**Passage given**
* * * * * * *
‘Come on, David! Come on!’
I swung it into just the right area, a yard or two outside the six-yard box, towards the penalty spot. David James came out, didn’t hold it, and when the ball fell to Eric, a few feet outside the Liverpool area, he volleyed it straight back past James and into the goal. That moment was up there with any I’ve ever experienced, as intense as the feeling the night the goals went in to win the Treble in Barcelona. A surge of joy and adrenalin just rips through you when you see the ball settle in the back of the net. I think the whole team got to Eric inside a split second and it seemed like he lifted the lot of us off the ground and carried us back to the halfway line. It was the story of that whole fantastic season, right there.
When it came to walking up the steps to get the Cup, I made sure I was just in front of Gary Neville in the line. Eric held the trophy above his head, the roar went up from the United end, and I turned round and looked at Gary:
‘Can you believe this is happening to us?’
It was chaos in the dressing room afterwards. We’d won the Cup and, even better, we’d beaten Liverpool to do it. I don’t know if the boss or Brian Kidd or any of the players tried to say anything, either congratulations or summing the whole day up. You wouldn’t have heard a word of it anyway. The elation just took over. People were spraying bottles of champagne everywhere, diving into the huge Wembley bath, screaming, singing and laughing like lunatics.
We stayed over at the hotel that night, before going back to Manchester on the train in the morning. A big celebration dinner had been organised for everybody, win or lose. That whole weekend, the club had made sure our families had been involved. My girlfriend at the time, Helen, and my mum and dad were with us. It made the occasion even sweeter, if that was possible. Early in the evening, the wives and girlfriends were upstairs getting changed and the players had arranged to meet in the bar for a drink before we ate. I remember, just before leaving my room, the adrenalin of the afternoon wearing off and the heaviness creeping into my legs. It had been some day. Some season. By the time I got down, Dad was already there in the thick of it. He was absolutely in his element, sitting at a table, chatting with Eric Cantona and Steve Bruce. It was probably why he’d pushed me so hard, and towards Man United, through so many years. He’d wanted the chance to be doing exactly what he was doing right at that moment. I laughed out loud I was so happy. Dad told me later that Eric thought I was a good player and a good listener. Every time Dad tried to talk to me that evening he seemed like he was about to get overwhelmed by it all. It felt like I was giving him – and Mum – something back at long last.
* * * * * * *
**Record extracts**

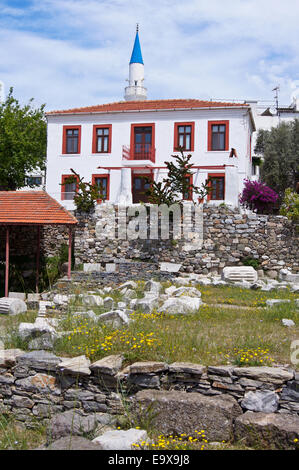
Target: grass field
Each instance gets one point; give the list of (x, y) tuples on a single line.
[(217, 334), (234, 326)]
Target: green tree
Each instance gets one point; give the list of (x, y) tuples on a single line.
[(23, 142), (177, 186), (280, 150)]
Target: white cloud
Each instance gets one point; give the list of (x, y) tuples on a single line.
[(76, 52)]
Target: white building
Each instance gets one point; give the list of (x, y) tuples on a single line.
[(117, 144)]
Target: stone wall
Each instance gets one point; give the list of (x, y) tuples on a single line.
[(228, 238), (39, 384)]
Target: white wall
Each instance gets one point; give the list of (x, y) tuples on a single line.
[(87, 163)]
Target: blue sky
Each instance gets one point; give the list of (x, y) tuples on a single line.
[(69, 53)]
* * * * * * *
**Exercises to complete**
1. Using the Cup final passage, list every activity the text says people were doing in the dressing room after the match.
2. Answer from the Cup final passage:
(a) Which goalkeeper did Eric volley the ball past?
(b) Who was directly behind the narrator in the line walking up the steps for the Cup?
(c) How did the team travel back to Manchester, and when?

**Answers provided**
1.
- Spraying bottles of champagne everywhere
- Diving into the huge Wembley bath
- Screaming
- Singing
- Laughing like lunatics

2.
(a) David James
(b) Gary Neville
(c) By train, in the morning after staying over at the hotel